Which pair of the gases diffuses with the same rate at same temperature and pressure? (a) \(\mathrm{CO}\) and \(\mathrm{NO}\) (b) \(\mathrm{NO}_{2}\) and \(\mathrm{CO}_{2}\) (c) \(\mathrm{NH}_{3}\) and \(\mathrm{PH}_{3}\) (d) \(\mathrm{NO}\) and \(\mathrm{C}_{2} \mathrm{H}_{6}\)

Short Answer

Expert verified
The gases NO and C₂H₆ diffuse at the same rate.

Step by step solution

01

Understand the Concept of Diffusion

The diffusion rate of a gas is inversely proportional to the square root of its molar mass, according to Graham's Law of Diffusion. For two gases to diffuse at the same rate under identical conditions, they must have the same molar mass.
02

Calculate Molar Masses

Calculate the molar mass for each of the gases provided in the pairs:- For CO, the molar mass is \(12 + 16 = 28\) g/mol.- For NO, the molar mass is \(14 + 16 = 30\) g/mol.- For NO₂, the molar mass is \(14 + 16 \times 2 = 46\) g/mol.- For CO₂, the molar mass is \(12 + 16 \times 2 = 44\) g/mol.- For NH₃, the molar mass is \(14 + 1 \times 3 = 17\) g/mol.- For PH₃, the molar mass is \(31 + 1 \times 3 = 34\) g/mol.- For C₂H₆, the molar mass is \(12 \times 2 + 1 \times 6 = 30\) g/mol.

DATA EXTRACT:
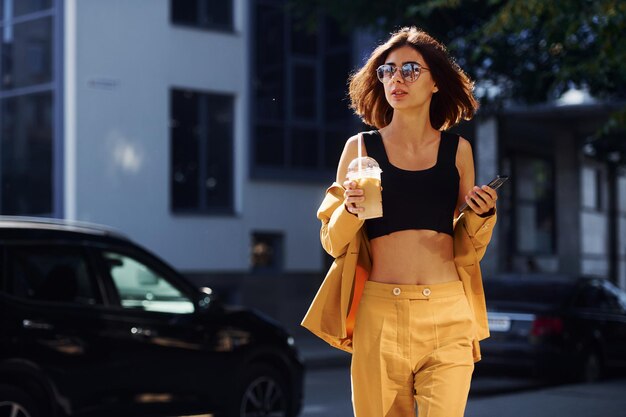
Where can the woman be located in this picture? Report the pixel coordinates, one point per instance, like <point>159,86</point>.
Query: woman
<point>405,294</point>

PROMPT: Resume the worked solution on which pair of gases diffuses at the same rate, starting right after its list of calculated molar masses.

WRITTEN RESPONSE:
03

Compare Molar Masses

Compare the molar masses calculated in the previous step for each pair: - CO (28 g/mol) and NO (30 g/mol) have different molar masses. - NO₂ (46 g/mol) and CO₂ (44 g/mol) have different molar masses. - NH₃ (17 g/mol) and PH₃ (34 g/mol) have different molar masses. - NO (30 g/mol) and C₂H₆ (30 g/mol) have the same molar mass.
04

Conclusion

Since NO and C₂H₆ have the same molar mass of 30 g/mol, they will diffuse at the same rate under the same temperature and pressure conditions.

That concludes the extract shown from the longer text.